▶ _Tarefa proposta 1_
Segundo o texto sobre a eleição na Nicarágua, em que data acontece a eleição presidencial?

Os EUA e a eleição na Nicarágua

NEWTON CARLOS
ESPECIAL PARA A FOLHA

Os EUA travam outra guerra na Nicarágua e os alvos são os mesmos dos anos 80: Daniel Ortega e a Frente Sandinista de Libertação Nacional. Só que agora contam votos, e não luta armada, para impedir que Ortega, líder nas pesquisas de opinião, ganhe a eleição presidencial de 5 de novembro.
Há preocupação com interferências do presidente Hugo Chávez, da Venezuela, tempero freqüente em disputas políticas em países latino-americanos.
Mas o semanário "Confidencial", de um membro da família Chamorro, com fortes antecedentes anti-sandinistas, escreveu que "a Venezuela tem sido mais esperta do que os EUA".
Seu embaixador "trata de se manter discreto".
O americano, Paul A. Trivelli, ao contrário, "age com arrogância, se comporta como um ator político e quase diariamente dá sua opinião sobre quem deve ser o futuro presidente". Alguns órgãos de imprensa se referiram a ele como um sexto candidato presidencial: empenhou-se com visibilidade total, como se fosse um articulador nacional de movimentos partidários, com o objetivo de reunificar a "família liberal". Esta se dividiu em três partidos, o que enfraqueceu a oposição aos sandinistas -embora Ortega comande uma frente esfarrapada, com rastros de corrupção, formada do que restou da organização revolucionária convertida em partido político.

▶ _Dados de trabalho_
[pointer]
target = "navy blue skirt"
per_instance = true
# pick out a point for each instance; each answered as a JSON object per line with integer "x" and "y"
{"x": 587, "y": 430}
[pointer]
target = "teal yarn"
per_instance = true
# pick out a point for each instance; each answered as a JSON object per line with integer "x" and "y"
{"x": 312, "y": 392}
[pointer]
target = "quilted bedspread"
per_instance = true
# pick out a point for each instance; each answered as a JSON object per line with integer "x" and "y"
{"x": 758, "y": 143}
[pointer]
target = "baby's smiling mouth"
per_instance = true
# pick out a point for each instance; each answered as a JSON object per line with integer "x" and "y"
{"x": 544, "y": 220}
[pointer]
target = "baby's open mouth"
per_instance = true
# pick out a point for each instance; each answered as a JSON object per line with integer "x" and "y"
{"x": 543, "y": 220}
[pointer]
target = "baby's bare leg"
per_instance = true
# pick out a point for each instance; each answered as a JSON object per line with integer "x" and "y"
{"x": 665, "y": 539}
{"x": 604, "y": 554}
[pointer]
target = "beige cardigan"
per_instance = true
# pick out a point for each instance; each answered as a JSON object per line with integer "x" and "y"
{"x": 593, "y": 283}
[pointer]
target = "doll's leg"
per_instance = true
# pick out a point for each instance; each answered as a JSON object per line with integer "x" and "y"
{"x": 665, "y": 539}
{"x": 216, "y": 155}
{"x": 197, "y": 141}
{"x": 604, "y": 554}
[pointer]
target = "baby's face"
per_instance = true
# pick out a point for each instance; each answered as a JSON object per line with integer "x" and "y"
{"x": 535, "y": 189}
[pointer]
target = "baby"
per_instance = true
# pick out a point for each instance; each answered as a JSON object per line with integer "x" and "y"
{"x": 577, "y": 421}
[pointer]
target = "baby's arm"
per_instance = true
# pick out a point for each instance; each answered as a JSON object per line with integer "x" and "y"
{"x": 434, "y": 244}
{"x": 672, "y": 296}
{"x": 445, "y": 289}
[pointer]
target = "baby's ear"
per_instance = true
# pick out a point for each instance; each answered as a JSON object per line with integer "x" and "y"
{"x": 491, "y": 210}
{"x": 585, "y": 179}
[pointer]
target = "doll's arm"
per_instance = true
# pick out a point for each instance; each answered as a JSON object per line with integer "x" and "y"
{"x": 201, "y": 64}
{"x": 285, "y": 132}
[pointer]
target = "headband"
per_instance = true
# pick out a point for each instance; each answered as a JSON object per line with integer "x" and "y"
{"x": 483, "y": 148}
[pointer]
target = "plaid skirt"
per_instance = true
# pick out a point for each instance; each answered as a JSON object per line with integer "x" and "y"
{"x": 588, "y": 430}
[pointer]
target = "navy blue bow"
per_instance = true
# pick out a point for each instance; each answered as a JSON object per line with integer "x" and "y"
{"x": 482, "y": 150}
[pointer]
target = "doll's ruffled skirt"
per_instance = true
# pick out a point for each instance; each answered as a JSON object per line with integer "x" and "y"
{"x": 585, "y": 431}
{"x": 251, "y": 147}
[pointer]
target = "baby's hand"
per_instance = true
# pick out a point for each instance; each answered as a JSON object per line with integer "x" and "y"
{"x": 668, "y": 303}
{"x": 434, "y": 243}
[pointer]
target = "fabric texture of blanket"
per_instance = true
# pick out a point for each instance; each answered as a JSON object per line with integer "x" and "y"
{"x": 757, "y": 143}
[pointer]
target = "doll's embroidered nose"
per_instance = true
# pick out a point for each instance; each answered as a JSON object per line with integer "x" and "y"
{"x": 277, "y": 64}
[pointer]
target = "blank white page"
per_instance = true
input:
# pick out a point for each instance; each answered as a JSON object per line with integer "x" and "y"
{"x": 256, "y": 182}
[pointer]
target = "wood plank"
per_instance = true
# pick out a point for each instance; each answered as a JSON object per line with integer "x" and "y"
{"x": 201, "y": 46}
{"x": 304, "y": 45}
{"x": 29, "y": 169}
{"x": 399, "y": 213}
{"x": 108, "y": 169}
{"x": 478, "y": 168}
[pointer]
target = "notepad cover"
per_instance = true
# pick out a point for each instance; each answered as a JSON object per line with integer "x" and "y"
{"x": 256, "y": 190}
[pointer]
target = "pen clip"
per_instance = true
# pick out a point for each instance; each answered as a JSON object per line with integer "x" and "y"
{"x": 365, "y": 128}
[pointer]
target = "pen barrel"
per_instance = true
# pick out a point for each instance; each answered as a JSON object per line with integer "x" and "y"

▶ _Tarefa proposta 2_
Extraia das entradas todas as linhas que contêm a palavra "blue". Diferencie maiúsculas de minúsculas.

▶ _Resposta completa 1_
Em 5 de novembro.

▶ _Resposta completa 2_
target = "navy blue skirt"
target = "navy blue bow"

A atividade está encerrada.